▶ What the task asks: Print the patent text on analyzing a molten metal bath below in full, without changing a word.

— start of Source text —

Method and apparatus for process and quality control in the production of metal
Abstract
A method and apparatus are provided for rapidly and accurately processing the chemical composition of a molten metal bath within a furnace. The apparatus includes a robotically-controlled probe which operates to obtain a sample from any predetermined depth of the vessel. The probe is moved from the vessel to a thermostabilized atomic emission spectrometer in nearby proximity to the vessel wherein a part of the probe containing the sample is joined with an upper chamber housing to form an excitation chamber. Within the excitation chamber, the optical emission spectrum of the sample is excited by an excitation source. The optical spectrum is transmitted to an analyzer where the elemental concentration of the sample is determined. Immediately responsive to this analysis, adjustments are made in processing to achieve the target grade of steel.
Claims
exact text as granted — not AI-modifiedWhat is claimed is:
1. A method for processing the chemical composition of a molten metal bath within a metallurgical vessel, the method comprising: obtaining a sample of molten metal from the bath using a probe; transferring the sample to an atomic emission spectrometer in close proximity to the vessel by depositing a part of the probe containing the sample into the atomic emission spectrometer; exciting the optical atomic emission spectrum of the sample; and analyzing the optical atomic emission spectrum to determine the elemental concentration of the sample.
2. The method of claim 1, wherein obtaining the sample is accomplished using a robotic arm.
3. The method of claim 1, wherein transferring the sample is accomplished using a robotic arm.
4. The method of claim 1, wherein obtaining the sample includes making several horizontal motions with the probe in the bath.
5. The method of claim 1, further comprising joining the deposited part of the probe with an upper chamber housing to form an excitation chamber within the atomic emission spectrometer.
6. The method of claim 1, wherein exciting the optical emission spectrum of the sample includes generating a discharge pulse comprising a first part which excites the spectral lines of ions and a second part which excites the spectral lines of neural atoms.

— end of Source text —
— start of Rows —

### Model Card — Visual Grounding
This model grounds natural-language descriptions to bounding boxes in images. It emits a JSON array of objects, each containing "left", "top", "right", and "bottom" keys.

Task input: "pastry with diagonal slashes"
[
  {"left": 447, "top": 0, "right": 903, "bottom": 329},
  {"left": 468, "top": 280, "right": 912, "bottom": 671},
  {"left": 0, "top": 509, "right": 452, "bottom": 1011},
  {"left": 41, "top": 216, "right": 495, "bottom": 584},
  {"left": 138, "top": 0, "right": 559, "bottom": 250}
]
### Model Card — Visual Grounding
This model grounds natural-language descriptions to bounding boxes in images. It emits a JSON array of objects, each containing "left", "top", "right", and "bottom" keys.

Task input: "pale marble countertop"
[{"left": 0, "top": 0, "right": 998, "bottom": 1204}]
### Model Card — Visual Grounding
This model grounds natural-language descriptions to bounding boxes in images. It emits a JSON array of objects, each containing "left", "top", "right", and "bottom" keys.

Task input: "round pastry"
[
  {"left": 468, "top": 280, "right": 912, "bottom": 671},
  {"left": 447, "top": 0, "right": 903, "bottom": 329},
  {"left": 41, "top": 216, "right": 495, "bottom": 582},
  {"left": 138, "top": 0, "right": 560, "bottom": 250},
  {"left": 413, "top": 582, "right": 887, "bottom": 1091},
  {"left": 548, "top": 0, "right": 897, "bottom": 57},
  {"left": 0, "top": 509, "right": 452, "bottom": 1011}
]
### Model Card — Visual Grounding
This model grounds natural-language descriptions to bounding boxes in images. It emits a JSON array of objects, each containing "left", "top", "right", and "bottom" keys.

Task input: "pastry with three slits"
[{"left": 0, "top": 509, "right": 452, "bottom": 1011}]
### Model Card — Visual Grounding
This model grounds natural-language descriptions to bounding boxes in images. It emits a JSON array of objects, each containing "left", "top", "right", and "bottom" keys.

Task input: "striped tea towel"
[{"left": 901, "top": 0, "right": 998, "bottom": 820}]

— end of Rows —

▶ Written answer:
Method and apparatus for process and quality control in the production of metal
Abstract
A method and apparatus are provided for rapidly and accurately processing the chemical composition of a molten metal bath within a furnace. The apparatus includes a robotically-controlled probe which operates to obtain a sample from any predetermined depth of the vessel. The probe is moved from the vessel to a thermostabilized atomic emission spectrometer in nearby proximity to the vessel wherein a part of the probe containing the sample is joined with an upper chamber housing to form an excitation chamber. Within the excitation chamber, the optical emission spectrum of the sample is excited by an excitation source. The optical spectrum is transmitted to an analyzer where the elemental concentration of the sample is determined. Immediately responsive to this analysis, adjustments are made in processing to achieve the target grade of steel.
Claims
exact text as granted — not AI-modifiedWhat is claimed is:
1. A method for processing the chemical composition of a molten metal bath within a metallurgical vessel, the method comprising: obtaining a sample of molten metal from the bath using a probe; transferring the sample to an atomic emission spectrometer in close proximity to the vessel by depositing a part of the probe containing the sample into the atomic emission spectrometer; exciting the optical atomic emission spectrum of the sample; and analyzing the optical atomic emission spectrum to determine the elemental concentration of the sample.
2. The method of claim 1, wherein obtaining the sample is accomplished using a robotic arm.
3. The method of claim 1, wherein transferring the sample is accomplished using a robotic arm.
4. The method of claim 1, wherein obtaining the sample includes making several horizontal motions with the probe in the bath.
5. The method of claim 1, further comprising joining the deposited part of the probe with an upper chamber housing to form an excitation chamber within the atomic emission spectrometer.
6. The method of claim 1, wherein exciting the optical emission spectrum of the sample includes generating a discharge pulse comprising a first part which excites the spectral lines of ions and a second part which excites the spectral lines of neural atoms.